Records from a collection
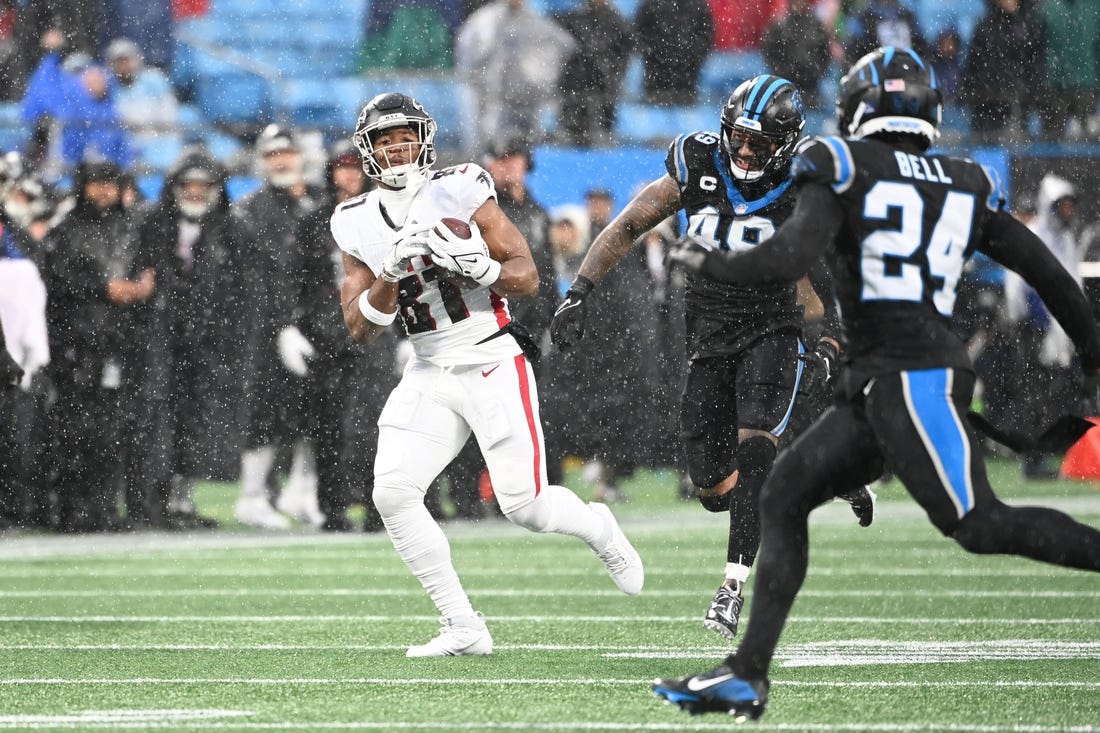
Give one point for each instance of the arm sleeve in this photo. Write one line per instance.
(1015, 247)
(791, 251)
(822, 281)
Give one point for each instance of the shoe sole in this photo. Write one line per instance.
(696, 706)
(719, 628)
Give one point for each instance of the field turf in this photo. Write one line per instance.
(895, 631)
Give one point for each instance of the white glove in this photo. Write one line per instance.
(463, 256)
(396, 264)
(295, 350)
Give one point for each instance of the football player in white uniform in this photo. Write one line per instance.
(468, 373)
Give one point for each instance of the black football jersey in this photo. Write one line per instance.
(724, 214)
(910, 222)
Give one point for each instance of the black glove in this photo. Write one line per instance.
(568, 325)
(821, 367)
(686, 252)
(10, 372)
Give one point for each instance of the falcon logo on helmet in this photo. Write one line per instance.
(394, 110)
(890, 90)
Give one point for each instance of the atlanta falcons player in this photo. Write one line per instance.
(469, 371)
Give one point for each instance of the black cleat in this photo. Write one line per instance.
(862, 504)
(725, 611)
(718, 690)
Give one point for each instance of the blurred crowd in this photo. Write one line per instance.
(558, 72)
(198, 335)
(194, 337)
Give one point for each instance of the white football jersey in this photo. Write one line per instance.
(447, 323)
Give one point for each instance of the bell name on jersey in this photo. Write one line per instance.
(448, 323)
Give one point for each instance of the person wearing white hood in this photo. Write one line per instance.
(407, 260)
(282, 353)
(1046, 353)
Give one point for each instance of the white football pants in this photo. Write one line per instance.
(425, 424)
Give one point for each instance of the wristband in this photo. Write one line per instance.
(582, 286)
(373, 314)
(492, 273)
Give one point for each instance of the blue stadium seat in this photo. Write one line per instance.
(647, 124)
(235, 97)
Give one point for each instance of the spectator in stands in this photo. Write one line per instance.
(409, 34)
(94, 288)
(143, 94)
(1071, 34)
(11, 68)
(272, 214)
(592, 80)
(512, 57)
(796, 47)
(63, 25)
(77, 96)
(947, 62)
(1046, 353)
(740, 25)
(600, 390)
(509, 161)
(883, 23)
(24, 350)
(570, 236)
(1000, 77)
(345, 391)
(674, 37)
(190, 376)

Problem to work on: Transcribe all of the data above exactly; no picture belongs in the copy.

Task output:
Give one point for each instance of the arm sleeve in this photo. Write one line per instance.
(1015, 247)
(791, 251)
(822, 281)
Give one point for each instance of the shoe sole in this photo. Write one line per instance.
(696, 706)
(719, 628)
Give one point for each instance of the field turf in this photo. Write one line per instance.
(895, 631)
Give one point for each instance of the white glove in this photo. Write one line per instance.
(463, 256)
(396, 264)
(295, 350)
Give one point for each instance of the football player in white uniform in this photo. Write one line per instance.
(468, 373)
Give one point for each instance of the black football jersey in this photo. Write one line per instance.
(724, 214)
(910, 222)
Give one point for each instance of the black glove in this photo. Write one line per instance.
(568, 325)
(821, 367)
(686, 252)
(10, 372)
Give one point for each instance of the falcon logo on helmet in this photo. Write one line per instance.
(394, 110)
(890, 90)
Give one point for each instance of the atlanta falcons player in this photo. Write one line per instance.
(469, 371)
Give one point for each instance of the black cleat in this photo. Write one line per instance.
(862, 504)
(725, 611)
(718, 690)
Give one point for each instance of the blurred crowd in this photo. Write one line per instance.
(558, 72)
(198, 335)
(194, 337)
Give one point for each instance of the white football jersey in this photo. Write one line per instance.
(447, 323)
Give one point for each instance of the bell name on jersey in this photo. Write one line per instance.
(448, 323)
Give one point for each instance of the person wearing white hood in this photo. Write one line per instance.
(407, 260)
(282, 353)
(1046, 353)
Give one point for each instance of the white football pants in this photo. Write one line per instance.
(425, 424)
Give one point for each instance of the wristband in this photo. Write one line per instance.
(582, 286)
(373, 314)
(492, 273)
Give one point for each instance of the blue stadium seat in this photo. Write one line per instance.
(647, 124)
(235, 97)
Give one point for each instance of the spectator in stands in this photo. Write one line per instance.
(409, 34)
(94, 288)
(143, 94)
(1071, 34)
(11, 68)
(272, 214)
(592, 80)
(512, 57)
(796, 47)
(63, 25)
(77, 96)
(947, 62)
(1046, 353)
(740, 25)
(600, 390)
(509, 161)
(883, 23)
(24, 350)
(570, 236)
(1000, 77)
(345, 391)
(674, 37)
(190, 376)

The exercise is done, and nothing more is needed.